── Records to process ──

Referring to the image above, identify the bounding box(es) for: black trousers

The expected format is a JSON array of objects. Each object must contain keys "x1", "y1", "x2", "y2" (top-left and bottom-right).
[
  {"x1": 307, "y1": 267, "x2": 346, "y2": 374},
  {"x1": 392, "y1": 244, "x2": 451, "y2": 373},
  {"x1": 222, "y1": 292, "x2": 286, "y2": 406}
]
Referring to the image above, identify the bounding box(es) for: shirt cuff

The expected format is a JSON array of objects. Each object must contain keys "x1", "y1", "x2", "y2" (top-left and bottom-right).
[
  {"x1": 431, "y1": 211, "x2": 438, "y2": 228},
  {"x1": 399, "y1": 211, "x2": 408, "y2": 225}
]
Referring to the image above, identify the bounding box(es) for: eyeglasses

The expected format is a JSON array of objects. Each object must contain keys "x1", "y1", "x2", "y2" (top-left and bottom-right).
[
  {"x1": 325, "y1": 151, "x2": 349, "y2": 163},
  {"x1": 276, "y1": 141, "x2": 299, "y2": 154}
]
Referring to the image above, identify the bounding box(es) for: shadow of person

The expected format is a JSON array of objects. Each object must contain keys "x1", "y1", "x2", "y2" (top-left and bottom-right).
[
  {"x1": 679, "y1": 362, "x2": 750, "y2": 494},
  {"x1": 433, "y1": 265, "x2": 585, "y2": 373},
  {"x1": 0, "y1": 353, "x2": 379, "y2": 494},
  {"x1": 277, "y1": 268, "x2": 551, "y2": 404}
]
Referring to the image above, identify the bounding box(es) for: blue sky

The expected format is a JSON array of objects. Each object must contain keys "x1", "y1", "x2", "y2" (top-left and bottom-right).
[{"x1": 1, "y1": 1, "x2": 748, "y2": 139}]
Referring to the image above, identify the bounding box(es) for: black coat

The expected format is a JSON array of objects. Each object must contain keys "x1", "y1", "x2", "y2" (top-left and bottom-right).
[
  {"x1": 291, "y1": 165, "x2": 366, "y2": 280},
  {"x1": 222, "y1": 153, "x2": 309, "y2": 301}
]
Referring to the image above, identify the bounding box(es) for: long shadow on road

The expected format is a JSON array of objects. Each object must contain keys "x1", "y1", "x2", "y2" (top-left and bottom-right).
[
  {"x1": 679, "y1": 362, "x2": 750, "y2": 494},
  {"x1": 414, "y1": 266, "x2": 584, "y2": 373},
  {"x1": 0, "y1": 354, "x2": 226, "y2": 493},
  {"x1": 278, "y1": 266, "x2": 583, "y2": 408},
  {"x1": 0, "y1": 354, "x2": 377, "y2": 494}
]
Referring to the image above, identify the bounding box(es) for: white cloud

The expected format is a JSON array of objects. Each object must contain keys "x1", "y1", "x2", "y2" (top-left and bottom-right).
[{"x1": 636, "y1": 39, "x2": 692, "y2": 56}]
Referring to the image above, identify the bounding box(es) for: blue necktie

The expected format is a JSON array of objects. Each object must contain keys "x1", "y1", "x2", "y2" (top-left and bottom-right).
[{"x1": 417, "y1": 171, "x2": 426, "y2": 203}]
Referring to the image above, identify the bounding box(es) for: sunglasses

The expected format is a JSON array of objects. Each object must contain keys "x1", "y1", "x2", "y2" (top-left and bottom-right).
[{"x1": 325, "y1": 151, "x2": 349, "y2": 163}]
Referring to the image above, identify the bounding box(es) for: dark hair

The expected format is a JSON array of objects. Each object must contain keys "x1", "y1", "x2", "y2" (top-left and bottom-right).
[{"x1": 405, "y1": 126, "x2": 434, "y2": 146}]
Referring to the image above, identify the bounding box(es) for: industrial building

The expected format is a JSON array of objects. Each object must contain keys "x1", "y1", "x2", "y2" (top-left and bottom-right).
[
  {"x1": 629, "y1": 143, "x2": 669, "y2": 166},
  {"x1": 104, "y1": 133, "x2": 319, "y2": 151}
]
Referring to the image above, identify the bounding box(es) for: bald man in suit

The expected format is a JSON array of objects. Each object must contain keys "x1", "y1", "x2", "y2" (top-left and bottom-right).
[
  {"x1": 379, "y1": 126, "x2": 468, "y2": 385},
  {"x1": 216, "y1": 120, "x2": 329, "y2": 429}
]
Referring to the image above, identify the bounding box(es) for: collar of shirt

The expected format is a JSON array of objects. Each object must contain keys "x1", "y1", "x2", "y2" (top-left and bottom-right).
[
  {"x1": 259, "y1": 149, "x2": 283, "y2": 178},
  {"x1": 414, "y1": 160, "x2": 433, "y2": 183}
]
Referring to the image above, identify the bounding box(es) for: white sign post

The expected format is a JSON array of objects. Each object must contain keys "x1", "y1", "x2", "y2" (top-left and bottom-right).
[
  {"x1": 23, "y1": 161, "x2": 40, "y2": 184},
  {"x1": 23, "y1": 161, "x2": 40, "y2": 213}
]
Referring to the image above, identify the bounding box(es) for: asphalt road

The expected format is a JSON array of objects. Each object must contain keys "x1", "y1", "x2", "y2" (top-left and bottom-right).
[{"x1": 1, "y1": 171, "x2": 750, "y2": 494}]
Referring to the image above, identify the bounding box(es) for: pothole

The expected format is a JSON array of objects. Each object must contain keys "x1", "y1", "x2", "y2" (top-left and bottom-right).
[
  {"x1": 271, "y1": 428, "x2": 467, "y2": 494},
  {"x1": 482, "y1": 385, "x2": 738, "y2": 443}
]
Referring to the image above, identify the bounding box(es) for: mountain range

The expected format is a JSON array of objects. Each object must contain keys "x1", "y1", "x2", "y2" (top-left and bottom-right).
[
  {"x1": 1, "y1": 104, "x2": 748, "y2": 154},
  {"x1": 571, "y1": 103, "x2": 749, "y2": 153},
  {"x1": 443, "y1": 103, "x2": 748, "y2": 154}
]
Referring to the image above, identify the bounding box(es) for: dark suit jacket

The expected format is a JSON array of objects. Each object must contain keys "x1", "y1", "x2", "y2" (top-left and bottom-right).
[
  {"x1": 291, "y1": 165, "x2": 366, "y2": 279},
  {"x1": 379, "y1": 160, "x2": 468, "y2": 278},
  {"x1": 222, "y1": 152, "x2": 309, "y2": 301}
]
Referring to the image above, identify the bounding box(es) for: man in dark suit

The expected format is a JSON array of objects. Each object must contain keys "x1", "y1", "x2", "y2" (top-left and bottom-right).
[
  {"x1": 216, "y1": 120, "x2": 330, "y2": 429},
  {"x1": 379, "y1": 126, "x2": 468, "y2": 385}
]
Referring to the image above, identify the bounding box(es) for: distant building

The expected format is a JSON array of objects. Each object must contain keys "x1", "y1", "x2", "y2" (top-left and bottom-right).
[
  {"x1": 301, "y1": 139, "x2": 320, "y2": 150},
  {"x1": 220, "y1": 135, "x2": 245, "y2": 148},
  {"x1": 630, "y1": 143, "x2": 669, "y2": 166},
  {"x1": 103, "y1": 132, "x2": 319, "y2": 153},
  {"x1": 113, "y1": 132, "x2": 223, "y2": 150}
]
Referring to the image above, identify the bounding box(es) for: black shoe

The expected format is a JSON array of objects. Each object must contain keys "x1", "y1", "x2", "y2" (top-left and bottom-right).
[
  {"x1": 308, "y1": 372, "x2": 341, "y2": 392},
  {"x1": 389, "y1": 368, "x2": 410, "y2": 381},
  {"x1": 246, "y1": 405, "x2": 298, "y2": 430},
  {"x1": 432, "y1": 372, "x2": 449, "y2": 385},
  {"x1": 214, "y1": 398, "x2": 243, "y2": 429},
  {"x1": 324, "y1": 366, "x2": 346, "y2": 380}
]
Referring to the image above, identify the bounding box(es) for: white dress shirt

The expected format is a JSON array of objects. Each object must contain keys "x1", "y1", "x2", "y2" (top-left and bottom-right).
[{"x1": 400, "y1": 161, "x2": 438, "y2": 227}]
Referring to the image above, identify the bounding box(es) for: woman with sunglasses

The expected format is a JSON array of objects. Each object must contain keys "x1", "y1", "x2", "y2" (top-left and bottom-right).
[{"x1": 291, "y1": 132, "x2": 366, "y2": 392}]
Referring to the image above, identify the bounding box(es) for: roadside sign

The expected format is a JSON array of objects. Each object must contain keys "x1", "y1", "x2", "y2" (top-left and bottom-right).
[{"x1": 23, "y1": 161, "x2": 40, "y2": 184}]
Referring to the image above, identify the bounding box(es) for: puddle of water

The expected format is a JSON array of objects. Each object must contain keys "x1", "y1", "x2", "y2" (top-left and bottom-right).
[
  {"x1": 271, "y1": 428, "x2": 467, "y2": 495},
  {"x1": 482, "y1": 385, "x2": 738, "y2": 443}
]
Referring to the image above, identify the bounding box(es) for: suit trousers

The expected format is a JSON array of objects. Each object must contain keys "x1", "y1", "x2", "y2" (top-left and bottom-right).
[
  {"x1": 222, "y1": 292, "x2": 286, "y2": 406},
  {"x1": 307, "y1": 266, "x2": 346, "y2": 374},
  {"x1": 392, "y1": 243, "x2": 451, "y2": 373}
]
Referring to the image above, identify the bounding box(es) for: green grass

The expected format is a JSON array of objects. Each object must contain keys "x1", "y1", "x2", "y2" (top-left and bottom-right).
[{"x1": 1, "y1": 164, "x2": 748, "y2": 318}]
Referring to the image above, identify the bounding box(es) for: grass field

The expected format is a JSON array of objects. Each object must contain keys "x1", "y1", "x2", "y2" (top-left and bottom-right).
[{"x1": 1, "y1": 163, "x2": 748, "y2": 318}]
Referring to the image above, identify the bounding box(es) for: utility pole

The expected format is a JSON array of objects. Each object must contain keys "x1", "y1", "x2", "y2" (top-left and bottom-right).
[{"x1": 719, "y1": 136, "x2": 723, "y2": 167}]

───

** Directions **
Retype exactly, and only, the lines above from the one where "for: asphalt road" occurs up to and including the one where "dark suit jacket" occurs.

** Problem solution **
Referring to the image above, identify the bounding box(es) for: asphalt road

The expected format is a JSON array of objects. Each object must contain keys "x1", "y1", "x2", "y2" (top-left and bottom-right).
[{"x1": 1, "y1": 171, "x2": 750, "y2": 494}]
Referring to the image above, identify the bounding box(es) for: pothole

The expected format is a JSON array of objects. Each object must contain keys "x1", "y1", "x2", "y2" (top-left and bottom-right).
[
  {"x1": 271, "y1": 428, "x2": 467, "y2": 494},
  {"x1": 482, "y1": 385, "x2": 738, "y2": 443}
]
Referring to the image above, identify the bounding box(es) for: mountain range

The expected format is a JSON array of objects. Each object must contain keys "x1", "y1", "x2", "y2" (top-left and bottom-right).
[
  {"x1": 1, "y1": 104, "x2": 748, "y2": 154},
  {"x1": 571, "y1": 103, "x2": 749, "y2": 153},
  {"x1": 443, "y1": 103, "x2": 748, "y2": 154}
]
Referring to the image above, identify the bounding box(es) for: dark suit jacket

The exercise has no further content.